**CHALLENGE:**
Please put the part of the rows that opens with the line containing "Practice step: pick out every instance of the seated man" and closes with the line containing "[(395, 252)]", both end lines included, into a Markdown table with the columns Number and Line text. Leave out blank lines and the pictures.

**SOURCE DATA:**
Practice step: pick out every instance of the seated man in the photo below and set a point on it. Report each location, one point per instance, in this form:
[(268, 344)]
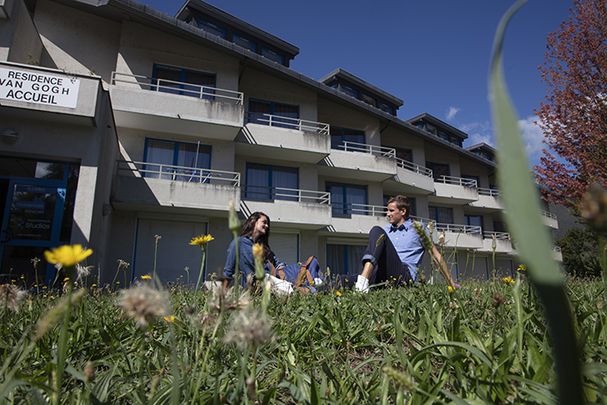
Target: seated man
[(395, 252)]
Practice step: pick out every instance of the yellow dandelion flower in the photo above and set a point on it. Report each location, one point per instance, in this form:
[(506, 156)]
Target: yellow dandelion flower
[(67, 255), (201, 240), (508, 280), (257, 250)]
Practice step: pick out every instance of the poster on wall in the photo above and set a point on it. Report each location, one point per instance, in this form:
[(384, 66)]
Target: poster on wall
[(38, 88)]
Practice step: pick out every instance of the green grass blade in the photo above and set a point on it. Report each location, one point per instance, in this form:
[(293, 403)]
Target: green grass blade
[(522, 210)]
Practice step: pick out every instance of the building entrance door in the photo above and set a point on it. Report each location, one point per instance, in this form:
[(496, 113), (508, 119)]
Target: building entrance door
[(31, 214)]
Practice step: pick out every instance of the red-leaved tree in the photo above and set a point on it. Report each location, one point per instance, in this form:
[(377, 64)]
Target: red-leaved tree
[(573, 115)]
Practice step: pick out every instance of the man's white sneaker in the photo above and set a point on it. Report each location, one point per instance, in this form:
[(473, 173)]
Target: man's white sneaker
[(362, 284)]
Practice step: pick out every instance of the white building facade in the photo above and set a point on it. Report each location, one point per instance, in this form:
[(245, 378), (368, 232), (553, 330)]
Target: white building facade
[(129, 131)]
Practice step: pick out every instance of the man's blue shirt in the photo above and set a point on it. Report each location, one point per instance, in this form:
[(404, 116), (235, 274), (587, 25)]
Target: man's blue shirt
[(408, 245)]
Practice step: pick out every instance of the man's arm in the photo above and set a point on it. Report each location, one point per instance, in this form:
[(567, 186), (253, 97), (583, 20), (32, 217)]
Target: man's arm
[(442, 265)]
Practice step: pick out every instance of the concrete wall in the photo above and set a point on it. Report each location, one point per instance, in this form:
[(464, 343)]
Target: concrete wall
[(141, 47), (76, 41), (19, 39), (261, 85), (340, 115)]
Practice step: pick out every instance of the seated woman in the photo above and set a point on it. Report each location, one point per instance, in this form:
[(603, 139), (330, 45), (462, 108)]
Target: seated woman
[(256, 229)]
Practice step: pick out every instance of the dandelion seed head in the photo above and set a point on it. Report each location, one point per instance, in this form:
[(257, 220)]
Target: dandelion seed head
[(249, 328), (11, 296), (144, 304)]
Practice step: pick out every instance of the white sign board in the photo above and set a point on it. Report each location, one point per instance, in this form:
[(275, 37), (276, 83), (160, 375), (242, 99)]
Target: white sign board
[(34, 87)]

...

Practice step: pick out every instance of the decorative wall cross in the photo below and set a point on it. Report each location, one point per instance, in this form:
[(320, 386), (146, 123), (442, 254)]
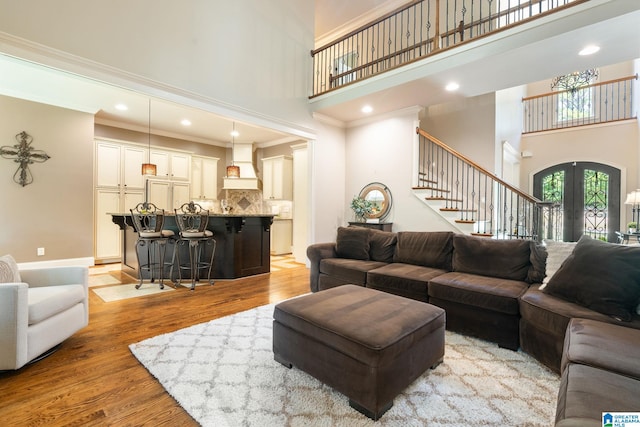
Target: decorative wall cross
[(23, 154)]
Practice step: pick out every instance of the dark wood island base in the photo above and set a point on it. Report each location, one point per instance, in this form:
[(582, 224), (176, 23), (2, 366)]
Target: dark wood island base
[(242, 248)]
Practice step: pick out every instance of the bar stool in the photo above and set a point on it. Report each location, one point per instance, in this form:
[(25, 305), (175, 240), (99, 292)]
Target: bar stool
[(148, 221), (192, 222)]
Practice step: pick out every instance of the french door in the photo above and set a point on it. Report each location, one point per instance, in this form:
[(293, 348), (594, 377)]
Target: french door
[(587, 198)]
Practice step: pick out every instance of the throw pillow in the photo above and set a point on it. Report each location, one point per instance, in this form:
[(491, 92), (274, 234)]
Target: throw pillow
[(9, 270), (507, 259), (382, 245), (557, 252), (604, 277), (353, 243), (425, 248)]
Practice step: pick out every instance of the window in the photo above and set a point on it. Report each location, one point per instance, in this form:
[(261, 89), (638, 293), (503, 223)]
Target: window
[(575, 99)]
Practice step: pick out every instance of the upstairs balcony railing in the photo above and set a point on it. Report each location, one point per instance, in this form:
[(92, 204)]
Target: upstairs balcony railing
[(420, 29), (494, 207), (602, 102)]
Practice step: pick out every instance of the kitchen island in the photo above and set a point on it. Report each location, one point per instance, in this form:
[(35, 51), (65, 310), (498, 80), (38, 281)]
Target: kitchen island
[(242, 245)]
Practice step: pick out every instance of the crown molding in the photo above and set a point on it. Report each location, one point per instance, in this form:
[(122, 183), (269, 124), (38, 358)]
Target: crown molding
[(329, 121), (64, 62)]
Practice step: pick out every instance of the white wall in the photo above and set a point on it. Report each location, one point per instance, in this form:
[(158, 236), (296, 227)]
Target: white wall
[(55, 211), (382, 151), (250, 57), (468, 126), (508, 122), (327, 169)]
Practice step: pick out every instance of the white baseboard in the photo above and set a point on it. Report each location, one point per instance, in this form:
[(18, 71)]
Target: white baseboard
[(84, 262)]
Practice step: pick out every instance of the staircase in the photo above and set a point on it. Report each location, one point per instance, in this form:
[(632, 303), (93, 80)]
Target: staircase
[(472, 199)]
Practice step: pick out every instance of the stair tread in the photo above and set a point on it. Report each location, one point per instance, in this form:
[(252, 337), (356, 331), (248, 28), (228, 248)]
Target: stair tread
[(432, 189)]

**TASK SOLUTION:**
| Number | Line text |
|---|---|
| 1 | Practice step: pick out every instance of the seated man in the photo below and set a point on it. Report each location, one point per instance, in this form: |
| 2 | [(268, 344)] |
| 3 | Target: seated man |
| 4 | [(395, 252)] |